◆ SOURCE DOCUMENT:
----------
04 November 2008

Two Paper Bags Please, In Case One Breaks



Sometimes it’s nice to limp through life without having certain aspects of your existence confirmed by professionals. 

Australian men make a habit of this by not going to the doctor. I’m not advocating that though. I say, go, get your heart and your other bits checked. Stop leaving your dependants in the lurch by suddenly dropping off the twig in the middle Martin Place, clutching a half-eaten ham sandwich and a mobile phone that continues to say, “Larry? Are you there?” as your eyes turn up into your head.

Still, there are other things that it is not important to know. How many times your lover has cheated on you is one of those things, I reckon. Don’t tell me - I don’t want to know. If I haven’t twigged, and you haven’t given me any diseases, my life is not improved by being in full command of the facts.

Another of those non-life-threatening facts that can be happily avoided is where exactly you sit on the beauty spectrum, particularly if you occupy anywhere between ’fugly’ and ’half-sucked-mango’.
----------
◆ EXERCISE SET:
1. Please rewrite the paragraph of the essay above that begins "Australian men make a habit" in fewer words, keeping its main points.
2. Write the next part of the essay on facts better left unknown, picking up after its last sentence.

◆ PROVIDED RECORDS:
----------
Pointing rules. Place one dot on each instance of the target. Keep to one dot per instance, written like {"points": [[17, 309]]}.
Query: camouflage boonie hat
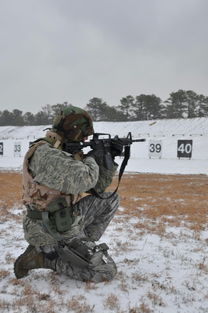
{"points": [[73, 123]]}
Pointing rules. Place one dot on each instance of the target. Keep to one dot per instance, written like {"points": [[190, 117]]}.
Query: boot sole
{"points": [[20, 271]]}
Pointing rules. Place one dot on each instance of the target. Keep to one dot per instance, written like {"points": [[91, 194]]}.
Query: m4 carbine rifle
{"points": [[104, 142]]}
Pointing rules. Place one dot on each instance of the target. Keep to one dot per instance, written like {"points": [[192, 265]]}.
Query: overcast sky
{"points": [[72, 50]]}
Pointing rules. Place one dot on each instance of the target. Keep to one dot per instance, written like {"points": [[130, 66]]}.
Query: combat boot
{"points": [[30, 259]]}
----------
◆ ANSWERS GIVEN:
1. Australian men habitually avoid the doctor, but the writer doesn't recommend it. Men should have their heart and other parts checked rather than leave their dependants in the lurch by dying suddenly in Martin Place, holding a half-eaten ham sandwich while a phone keeps asking, "Larry? Are you there?"

2.
I have always been aware that I am no oil painting. People do not run from the room screaming, and I have other personality traits to help me grease the wheels of human interaction too, so I’m not crying poor. But I have had a couple of knocks over the years that tested the leatheriness of my skin.

As a 19-year-old, I accidentally overheard my girlfriend’s grandmother and mother in conversation, just after Granny had met me for the first time.

“He’s a handsome boy, isn’t he?” says the presumably short-sighted biddy.

“In an off-beat kind of way,” answers slightly better-sighted and pragmatic Mother.

I’m of an age where I’ve had enough license and ID photos taken to confirm that it’s not just a couple of ‘off ones‘… that’s how I actually look. On top of not being photogenic, I can’t smile. I’m not a natural smiler. I have no experience at holding a smile. My face looks odd doing it. I laugh a lot and I’m not an unhappy person, but the default setting on my face is not with a grin. 

Emergency Contact and I had a photo shoot yesterday that will hopefully yield something un-horrifying  to accompany an article we were interviewed for. The photographer took his first shot to confirm lighting and the rest, pulled the camera away from his face, looked at the screen, grimaced, and said, “Oh jeez.”

The honest, gut reaction of a professional photographer. 

Needless to say, I will not be trumpeting the release of the article.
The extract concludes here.